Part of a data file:
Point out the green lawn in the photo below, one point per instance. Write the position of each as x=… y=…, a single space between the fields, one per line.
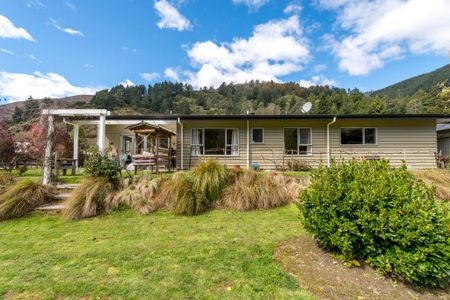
x=220 y=254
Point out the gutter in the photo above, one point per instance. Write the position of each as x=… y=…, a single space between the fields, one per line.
x=328 y=141
x=182 y=143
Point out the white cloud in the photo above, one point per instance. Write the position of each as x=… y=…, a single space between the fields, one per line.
x=319 y=68
x=3 y=50
x=66 y=30
x=130 y=50
x=275 y=49
x=253 y=5
x=35 y=59
x=317 y=80
x=34 y=4
x=171 y=17
x=172 y=74
x=19 y=86
x=127 y=82
x=378 y=31
x=9 y=31
x=150 y=76
x=293 y=8
x=71 y=6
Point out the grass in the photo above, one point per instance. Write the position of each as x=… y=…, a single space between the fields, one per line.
x=35 y=174
x=439 y=177
x=219 y=254
x=22 y=198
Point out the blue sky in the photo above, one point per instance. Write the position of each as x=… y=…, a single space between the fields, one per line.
x=57 y=48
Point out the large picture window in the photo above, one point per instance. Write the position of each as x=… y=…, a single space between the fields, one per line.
x=215 y=141
x=297 y=141
x=358 y=136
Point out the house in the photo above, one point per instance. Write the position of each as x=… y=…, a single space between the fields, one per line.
x=270 y=141
x=443 y=139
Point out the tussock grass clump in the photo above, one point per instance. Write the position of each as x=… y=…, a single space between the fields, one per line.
x=6 y=180
x=210 y=178
x=140 y=196
x=437 y=177
x=22 y=198
x=188 y=200
x=91 y=198
x=255 y=190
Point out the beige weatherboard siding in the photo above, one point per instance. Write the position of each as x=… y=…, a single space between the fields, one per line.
x=410 y=140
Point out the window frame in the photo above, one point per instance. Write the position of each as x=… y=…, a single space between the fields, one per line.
x=364 y=137
x=226 y=144
x=251 y=136
x=310 y=153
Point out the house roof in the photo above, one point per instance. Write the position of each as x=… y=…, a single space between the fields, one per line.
x=442 y=127
x=442 y=117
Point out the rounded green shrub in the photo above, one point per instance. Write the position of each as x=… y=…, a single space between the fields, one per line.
x=368 y=210
x=100 y=165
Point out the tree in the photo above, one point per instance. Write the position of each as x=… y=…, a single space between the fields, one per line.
x=17 y=115
x=7 y=144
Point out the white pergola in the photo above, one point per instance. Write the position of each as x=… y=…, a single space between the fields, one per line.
x=51 y=113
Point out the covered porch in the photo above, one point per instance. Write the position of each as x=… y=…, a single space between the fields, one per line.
x=148 y=143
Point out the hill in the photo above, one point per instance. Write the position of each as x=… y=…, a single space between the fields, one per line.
x=7 y=110
x=424 y=82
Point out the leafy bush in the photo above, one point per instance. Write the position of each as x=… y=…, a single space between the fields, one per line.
x=298 y=165
x=100 y=165
x=92 y=197
x=22 y=198
x=367 y=210
x=254 y=190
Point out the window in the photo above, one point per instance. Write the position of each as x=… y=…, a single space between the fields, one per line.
x=257 y=136
x=297 y=141
x=214 y=141
x=358 y=136
x=164 y=143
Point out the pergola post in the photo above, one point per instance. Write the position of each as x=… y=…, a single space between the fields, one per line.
x=101 y=129
x=48 y=151
x=76 y=132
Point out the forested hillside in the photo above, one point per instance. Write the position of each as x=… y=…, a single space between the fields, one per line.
x=422 y=82
x=257 y=97
x=265 y=98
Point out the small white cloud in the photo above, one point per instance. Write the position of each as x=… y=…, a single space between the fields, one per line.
x=129 y=50
x=73 y=32
x=34 y=4
x=317 y=80
x=9 y=31
x=35 y=59
x=285 y=52
x=19 y=86
x=3 y=50
x=253 y=5
x=127 y=82
x=293 y=8
x=376 y=32
x=70 y=31
x=71 y=6
x=319 y=68
x=172 y=74
x=150 y=76
x=171 y=17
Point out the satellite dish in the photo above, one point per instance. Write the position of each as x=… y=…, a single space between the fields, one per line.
x=306 y=107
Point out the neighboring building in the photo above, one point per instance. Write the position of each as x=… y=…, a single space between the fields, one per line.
x=273 y=140
x=443 y=137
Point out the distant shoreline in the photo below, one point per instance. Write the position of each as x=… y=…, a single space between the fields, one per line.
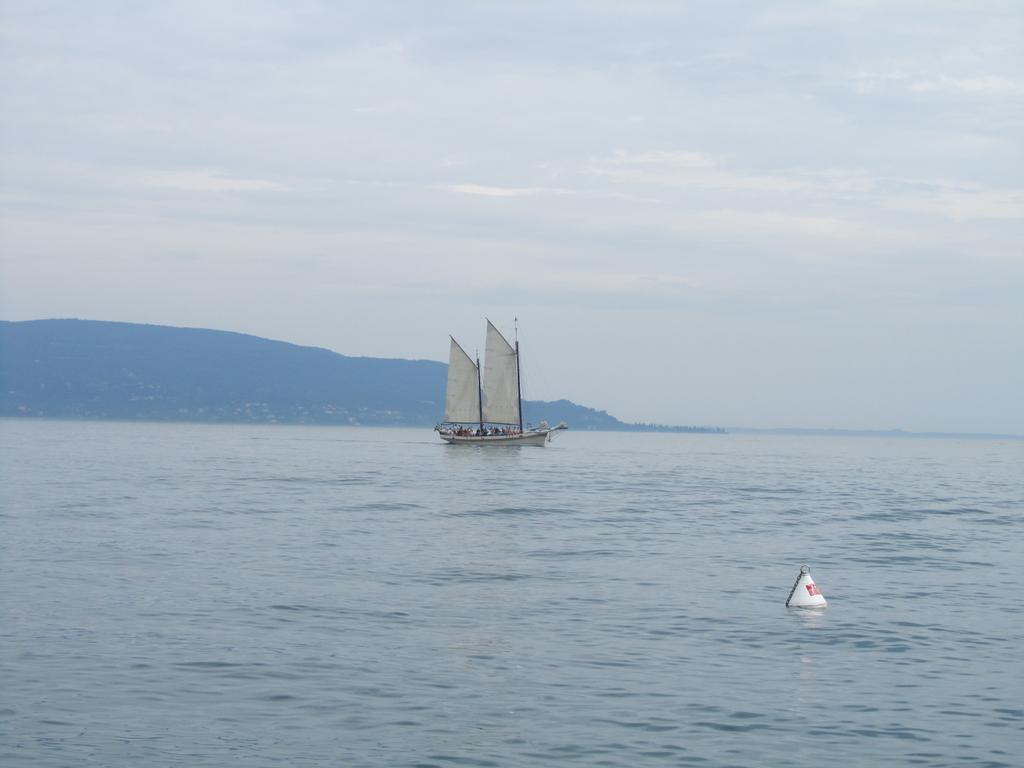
x=767 y=431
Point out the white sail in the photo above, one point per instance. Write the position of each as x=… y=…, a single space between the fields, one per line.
x=462 y=399
x=501 y=380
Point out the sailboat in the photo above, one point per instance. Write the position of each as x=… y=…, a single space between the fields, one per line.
x=488 y=412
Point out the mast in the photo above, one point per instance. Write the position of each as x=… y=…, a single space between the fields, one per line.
x=479 y=392
x=518 y=380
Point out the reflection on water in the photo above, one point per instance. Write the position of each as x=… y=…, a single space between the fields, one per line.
x=201 y=595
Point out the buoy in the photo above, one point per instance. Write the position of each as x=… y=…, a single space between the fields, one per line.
x=805 y=593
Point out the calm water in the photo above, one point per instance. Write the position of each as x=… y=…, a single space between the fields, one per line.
x=175 y=595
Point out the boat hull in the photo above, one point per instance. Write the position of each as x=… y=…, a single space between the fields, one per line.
x=526 y=438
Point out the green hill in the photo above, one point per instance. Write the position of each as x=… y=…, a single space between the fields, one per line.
x=97 y=370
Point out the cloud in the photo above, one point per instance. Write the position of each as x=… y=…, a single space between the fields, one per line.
x=502 y=192
x=961 y=203
x=986 y=84
x=767 y=222
x=208 y=181
x=688 y=169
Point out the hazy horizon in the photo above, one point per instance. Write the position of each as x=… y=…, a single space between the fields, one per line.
x=804 y=215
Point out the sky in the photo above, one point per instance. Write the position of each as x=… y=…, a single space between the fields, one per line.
x=793 y=214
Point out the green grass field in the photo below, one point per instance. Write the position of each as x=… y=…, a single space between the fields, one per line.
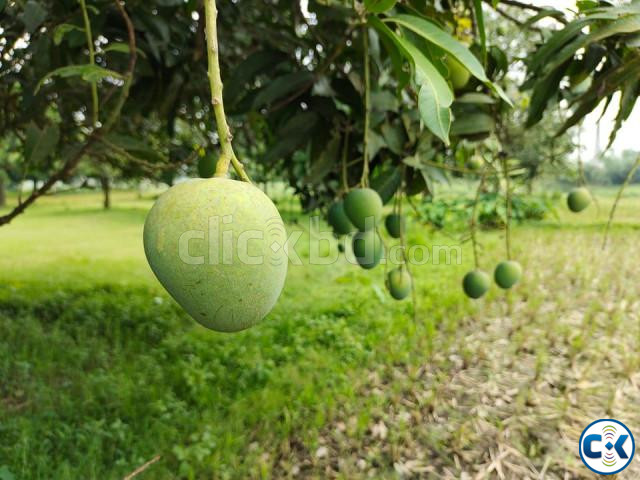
x=101 y=372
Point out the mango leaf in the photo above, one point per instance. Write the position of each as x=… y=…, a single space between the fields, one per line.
x=477 y=8
x=442 y=39
x=62 y=29
x=89 y=73
x=247 y=70
x=548 y=12
x=386 y=180
x=394 y=136
x=472 y=124
x=542 y=93
x=607 y=84
x=282 y=87
x=379 y=6
x=628 y=99
x=476 y=98
x=40 y=144
x=435 y=117
x=33 y=15
x=449 y=44
x=627 y=24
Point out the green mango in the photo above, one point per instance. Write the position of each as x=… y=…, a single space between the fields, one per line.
x=458 y=74
x=507 y=274
x=399 y=283
x=219 y=248
x=367 y=248
x=338 y=220
x=578 y=199
x=206 y=166
x=394 y=223
x=363 y=206
x=475 y=284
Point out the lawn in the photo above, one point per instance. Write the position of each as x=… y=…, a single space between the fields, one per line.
x=101 y=372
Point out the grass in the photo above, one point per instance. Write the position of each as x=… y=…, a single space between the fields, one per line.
x=101 y=371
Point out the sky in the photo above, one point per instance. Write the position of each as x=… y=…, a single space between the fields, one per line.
x=628 y=137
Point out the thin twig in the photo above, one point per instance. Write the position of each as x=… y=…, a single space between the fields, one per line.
x=92 y=61
x=364 y=181
x=615 y=203
x=227 y=155
x=72 y=162
x=142 y=468
x=507 y=201
x=345 y=153
x=473 y=223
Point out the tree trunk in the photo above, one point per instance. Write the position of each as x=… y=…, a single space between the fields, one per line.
x=106 y=191
x=3 y=196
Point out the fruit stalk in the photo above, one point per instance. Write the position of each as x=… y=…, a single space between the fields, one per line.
x=507 y=196
x=473 y=223
x=364 y=181
x=405 y=264
x=615 y=202
x=92 y=61
x=227 y=155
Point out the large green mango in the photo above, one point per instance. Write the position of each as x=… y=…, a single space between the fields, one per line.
x=219 y=248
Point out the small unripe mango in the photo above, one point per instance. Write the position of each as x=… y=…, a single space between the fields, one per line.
x=338 y=220
x=507 y=274
x=206 y=166
x=458 y=74
x=363 y=206
x=475 y=284
x=368 y=248
x=578 y=199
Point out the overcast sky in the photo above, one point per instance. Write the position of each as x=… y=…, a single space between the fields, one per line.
x=628 y=137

PROBLEM STATEMENT -
Quote the part of the records that opens with the line containing "Point out the tree in" and closes with the line containing "x=254 y=190", both lines included, without changing anything.

IN RESPONSE -
Point out the tree in the photo above, one point per instance. Write the position of each as x=… y=…, a single space between the fields, one per line.
x=17 y=115
x=7 y=144
Point out the white pergola in the photo above, one point per instance. Write the position of each as x=… y=…, a single space between the fields, one per line.
x=51 y=113
Point out the covered porch in the photo above, one point per instance. Write the position of each as x=… y=…, a single space between the fields, one per line.
x=148 y=143
Point out the hill in the photo above, one point per instance. Write the position of each as x=… y=…, a single space between the fields, one per line.
x=7 y=110
x=424 y=82
Point out the leafy bush in the photo above, one point per instance. Write the position of each as x=… y=…, a single space between the fields, one per line.
x=298 y=165
x=100 y=165
x=92 y=197
x=22 y=198
x=367 y=210
x=254 y=190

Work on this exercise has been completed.